De leden van de SP-fractie betreuren het dat de definitie van misstand nog altijd samenhangt met het vereiste dat er een maatschappelijk belang gediend moet worden. Deze leden menen dat misstanden door het luiden van de klok kunnen worden aangepakt waar zij anders niet aan het licht zouden zijn gekomen. Ook het publieke belang wordt gediend als het om interne misstanden bij bedrijven gaat; die staan immers niet los van de samenleving en het publieke leven. Grote onrechtvaardigheden binnen bedrijven hebben hun uitwerking op ander personeel en de samenleving in totaal. Nepotisme, wanbeheer, angstcultuur, allen kunnen interne bedrijfsaangelegenheden zijn, maar ook de publieke moraal ernstig aantasten, is de regering het daarmee eens? Wat betreft deze leden is de noodzaak om te spreken van een misstand met maatschappelijk belang. Daarbij sluiten zij zich aan bij de kritiek zoals die onder andere geuit is door Transparency International, dat voor een melder het moeilijk te bepalen is wat voldoende in het maatschappelijk belang is om de klok te luiden. Daardoor wordt de meldcultuur ondermijnd. Kan de regering aangeven waarom zij desondanks hier aan vast blijft houden? Kan de regering aangeven hoe in andere landen, zoals Ierland, Letland en Frankrijk, een misstand wordt gedefinieerd, zowel juridisch als in praktijk? Kan de regering ook ingaan op de definitie van een misstand, zoals vastgelegd in de ISO-richtlijn (37 002)? Waarin verschilt deze met de definitie die de regering hanteert? Kan de regering, als zij dit pleidooi niet overneemt, helder uiteenzetten wat het verschil is tussen een misstand van maatschappelijk belang en een misstand zonder maatschappelijk belang?

De leden van de PvdA-fractie lezen dat tot de definitie van «misstand» komt te behoren «een handeling of nalatigheid waarbij het maatschappelijk belang in het geding is». Deze leden begrijpen dat in het Verenigd Koninkrijk aan de hand van een reeks criteria de term «public interest» is ingekaderd. Kan de regering hier nader op ingaan en aangeven in hoeverre die criteria ook in uw wetsvoorstel een plaats zouden kunnen krijgen?

De leden van de SGP-fractie vragen waarom de regering in lijn met de toelichting de definitie van misstand niet duidelijker heeft omschreven, bijvoorbeeld dat interne regels moeten berusten op een wettelijk voorschrift. Het is wenselijk dat wettelijke definities op deze kernpunten voldoende duidelijk zijn.

Gegeven opdracht 1:
Welke organisatie noemt de SP-fractie in de tekst over de definitie van misstand als bron van de kritiek waarbij zij zich aansluit?
Gegeven opdracht 2:
Vat de tekst over de definitie van misstand samen in twee zinnen.
Gegeven opdracht 3:
Ga verder met de tekst over de definitie van misstand, aansluitend op de laatste zin.
De vermeldingen hierna zijn voor het werk niet nodig.

Gegevens voor coördinaatlabels:
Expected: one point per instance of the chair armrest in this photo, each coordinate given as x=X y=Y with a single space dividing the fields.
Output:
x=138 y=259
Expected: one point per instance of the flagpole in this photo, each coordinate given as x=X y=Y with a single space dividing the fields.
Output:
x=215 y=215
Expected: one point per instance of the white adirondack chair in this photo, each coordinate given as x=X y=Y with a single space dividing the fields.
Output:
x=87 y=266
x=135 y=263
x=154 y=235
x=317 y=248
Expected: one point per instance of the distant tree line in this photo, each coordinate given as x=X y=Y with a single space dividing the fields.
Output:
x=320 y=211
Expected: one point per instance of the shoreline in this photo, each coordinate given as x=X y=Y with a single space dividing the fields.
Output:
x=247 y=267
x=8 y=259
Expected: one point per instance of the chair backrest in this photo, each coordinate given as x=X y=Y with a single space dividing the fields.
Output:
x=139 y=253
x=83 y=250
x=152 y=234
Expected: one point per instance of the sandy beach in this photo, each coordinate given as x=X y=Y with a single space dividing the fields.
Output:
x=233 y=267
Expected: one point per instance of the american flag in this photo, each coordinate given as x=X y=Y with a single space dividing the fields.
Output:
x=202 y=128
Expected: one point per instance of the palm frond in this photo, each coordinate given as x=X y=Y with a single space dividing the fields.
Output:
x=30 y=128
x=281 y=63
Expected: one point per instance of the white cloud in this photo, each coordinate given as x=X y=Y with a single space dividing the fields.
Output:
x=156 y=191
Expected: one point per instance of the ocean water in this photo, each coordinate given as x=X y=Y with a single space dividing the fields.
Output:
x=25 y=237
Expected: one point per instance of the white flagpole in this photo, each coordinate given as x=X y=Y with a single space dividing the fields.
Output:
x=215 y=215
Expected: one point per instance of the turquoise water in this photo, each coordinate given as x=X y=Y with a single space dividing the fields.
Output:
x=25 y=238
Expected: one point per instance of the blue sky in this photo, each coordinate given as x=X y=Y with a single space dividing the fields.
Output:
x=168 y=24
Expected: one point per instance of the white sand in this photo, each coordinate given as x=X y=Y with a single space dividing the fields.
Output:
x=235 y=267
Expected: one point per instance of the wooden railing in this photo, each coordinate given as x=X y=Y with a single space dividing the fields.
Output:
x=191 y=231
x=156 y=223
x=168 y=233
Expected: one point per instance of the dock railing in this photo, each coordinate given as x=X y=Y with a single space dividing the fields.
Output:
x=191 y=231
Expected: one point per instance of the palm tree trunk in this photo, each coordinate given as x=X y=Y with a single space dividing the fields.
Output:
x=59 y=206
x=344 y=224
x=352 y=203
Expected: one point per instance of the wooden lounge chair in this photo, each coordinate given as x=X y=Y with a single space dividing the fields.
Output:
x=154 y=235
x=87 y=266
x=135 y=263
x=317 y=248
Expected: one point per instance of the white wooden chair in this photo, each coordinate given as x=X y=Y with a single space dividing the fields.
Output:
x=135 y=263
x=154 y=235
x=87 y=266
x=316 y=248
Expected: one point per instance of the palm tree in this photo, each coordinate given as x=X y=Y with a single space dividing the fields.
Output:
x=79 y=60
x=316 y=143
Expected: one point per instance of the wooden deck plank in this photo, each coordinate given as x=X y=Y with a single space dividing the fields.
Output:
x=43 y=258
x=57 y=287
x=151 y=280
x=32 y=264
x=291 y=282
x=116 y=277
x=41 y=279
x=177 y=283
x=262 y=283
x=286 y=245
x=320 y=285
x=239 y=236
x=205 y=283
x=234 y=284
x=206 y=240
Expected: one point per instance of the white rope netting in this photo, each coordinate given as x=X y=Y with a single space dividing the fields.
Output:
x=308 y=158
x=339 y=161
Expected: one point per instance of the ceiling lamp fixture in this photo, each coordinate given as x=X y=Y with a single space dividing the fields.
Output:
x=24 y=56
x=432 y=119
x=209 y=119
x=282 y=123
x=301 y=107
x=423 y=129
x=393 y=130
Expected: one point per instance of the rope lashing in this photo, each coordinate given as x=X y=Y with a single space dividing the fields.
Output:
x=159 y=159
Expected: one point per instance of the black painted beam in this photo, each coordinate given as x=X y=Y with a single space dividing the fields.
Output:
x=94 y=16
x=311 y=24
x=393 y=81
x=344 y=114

Resultaat 1:
Transparency International.

Resultaat 2:
De SP-fractie betreurt dat een misstand volgens de definitie nog altijd een maatschappelijk belang moet raken, omdat het voor een melder moeilijk te bepalen is wanneer dat belang voldoende is, en legt de regering daarover vragen voor. De PvdA-fractie vraagt naar de criteria waarmee in het Verenigd Koninkrijk de term «public interest» is ingekaderd, en de SGP-fractie vraagt waarom de regering de definitie van misstand niet duidelijker heeft omschreven.

Resultaat 3:
Deze leden constateren dat de regering van mening is, onder meer met verwijzing naar andere landen, dat het criterium van maatschappelijk belang op grond van de Richtlijn gesteld mag worden. Zij menen dat geen onduidelijkheid dient te ontstaan over de bedoeling van de Richtlijn. Zij vragen of de regering kan aangeven of het niet enkel toegestaan is om het maatschappelijk belang als criterium op te nemen, maar dat dit criterium ook behoort tot de bedoeling van de Richtlijn. Zij wijzen bijvoorbeeld op overweging 1 van de Richtlijn, waar gedefinieerd wordt dat personen als klokkenluiders handelen indien zij inbreuken op het Unierecht melden die schadelijk zijn voor het algemeen belang.

Het lid Omtzigt constateert dat in de tweede nota van wijziging de definitie van «misstand» wordt uitgebreid naar schendingen van EU-recht en schendingen van interne regels van een werkgever. Indien het niet gaat om schendingen van EU-recht wordt nog wel vereist dat sprake is van een «maatschappelijk belang». Aangezien dit begrip niet is gedefinieerd, is niet duidelijk wat precies onder «maatschappelijk belang» wordt verstaan. Als sprake is van een misstand overeenkomstig de nationale definitie is het maatschappelijk belang per definitie in het geding. Dit lid zou dan ook graag willen zien dat «maatschappelijk belang» helemaal uit de definitie van «misstand» wordt geschrapt. Wel sluit hij zich aan bij de opmerking van de Raad van State om het begrip «interne regels» nader te specificeren. Bij «interne regels van een werkgever» moet worden aangegeven dat het gaat om regels waarbij de belangen van personen buiten diens onderneming in het geding zijn, zoals voorgesteld door de FNV.

2.2. Onderdeel E

De leden van de CDA-fractie zijn het met de regering eens dat de wet moet voorzien in een grondslag voor de preventieve taak van het Huis voor Klokkenluiders, te weten om «kennis te bevorderen met het oog op voorkomen van misstanden in een werkgerelateerde context». Met de Afdeling advisering van de Raad van State vragen deze leden of de regering met deze formulering beoogt dat het Huis zich niet primair richt op het voorkomen van misstanden als zodanig, maar op het voorkomen dat werknemers zich genoodzaakt voelen om als klokkenluider naar buiten te treden. Zij vragen of het in dat geval niet beter is dat ook in de wettekst tot uitdrukking te brengen.

De leden van de SP-fractie zien dat het Huis voor Klokkenluiders en de Richtlijn van de EU dezelfde doelen lijken na te streven, toch lijkt het erop dat de Richtlijn het beschermen van klokkenluiders, of melders van misstanden, ziet als een arbeidsrechtelijke voorwaarde. Deze leden vragen de regering hoe zij dit ziet. Is de regering van mening dat het voorkomen of het aanpakken van de gemelde misstand voldoende onderdeel van de Richtlijn en daarmee van de implementatie van de Richtlijn is in dit wetsvoorstel?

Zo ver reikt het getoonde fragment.